Passage for review:
_____

Unfortunately by aping the market ideals of “the customer always being right” we have developed a salesman mentality whereas in politics there are no customers only citizens who deserve a stable and equitable society in which to live.
@Rick
Again. More strawmanning.
You have engaged in fallacy of composition. To say that most racists likely voted for Brexit is not the same as saying all that voted for Brexit were racist.
If you don’t understand the distinction then you have a lot to learn and probably shouldn’t embarrass yourself on here any further.
I don’t know where you live but here in the East of England racism is rife and was the largest motivating factor for Brexit. From discussions with friends this was also rife in the north of England.
I agree, also from the East of England
Your views are very similar those of the then so-called centre and right of the Labour Party in the 1970s (such ‘extremists’ as Healey and Hattersley among others), as far as I can see, i.e. not extreme at all. (Climate change was not a salient political issue in the 1970s, obviously.)
Spot on
It might not have been a political issue, in the public domain, but a consensus over global warming had already emerged in the 70’s:
Memorandum to the President:
Release of Fossil CO2 and the
Possibility of a Catastrophic Climate Change
(within 60 years:) Because of the “greenhouse effect” of atmospheric CO2 the increased concentration will induce a global climatic warming of anywhere from 0.5 to 5 °C.
… The potential effect on the environment of a climatic fluctuation of such rapidity could be catastrophic and calls for an impact assessment of unprecedented importance and difficulty. A rapid climatic change may result in large scale crop failures at a time when an increased world population taxes agriculture to the limits of productivity.
… The urgency of the problem derives from our inability to shift rapidly to non-fossil fuel sources once the climatic effects become evident not long after the year 2000; …
—Frank Press, 7 July 1977
Chief science adviser to U.S. President Carter
Unfortunately the public at the time, due to a few sensationalist articles (particularly one in Newsweek) had been led to believe a new ice age was on the cards.

_____

Resume the comment thread on Brexit and climate change above, picking up after its last comment. The rows that come after this are not needed.

_____

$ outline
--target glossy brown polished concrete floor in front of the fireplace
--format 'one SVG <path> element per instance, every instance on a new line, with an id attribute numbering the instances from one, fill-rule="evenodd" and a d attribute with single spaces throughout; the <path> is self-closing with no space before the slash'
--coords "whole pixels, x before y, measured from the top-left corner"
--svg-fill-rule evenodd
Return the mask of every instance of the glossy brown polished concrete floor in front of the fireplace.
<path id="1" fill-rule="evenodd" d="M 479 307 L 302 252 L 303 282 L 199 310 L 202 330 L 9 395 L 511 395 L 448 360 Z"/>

_____

Task answer:
This came about because very early satellite data, in the early 70’s had shown increased snow and ice cover in the northern hemisphere; there were two severe winters in ’72-’73 & ’73-’74, which were subsequently shown to be against trend. Major articles on climate from the late 60’s through the 70’s, that made predictions (many didn’t) fell 44:7 in favour of predicting global heating, but somehow the minority view got the press.
It really was unfortunate, because it led to terms like “the ice age fallacy” and comments, which you’ll still occasionally see today, like “if the scientists were wrong about the ice age, why should we believe they’re right about global heating”. The irony being that the majority were far from wrong about the ice age, but the public perception they were persists and still, albeit marginally, affects current debate.
I think the concept of the Overton window is useful in dealing with this kind of individual.
I have long since ceased being surprised at how extreme the reaction can be if you step outside of the ideas that have been approved for public consumption by Murdoch and the Mail and are therefore de facto the only topics allowed for discussion in the rest of the British media.
In my experience any idea, particularly one backed up by a sound evidence based argument, from outside the window often leads to anything from a refusal to further discuss the topic to outright anger.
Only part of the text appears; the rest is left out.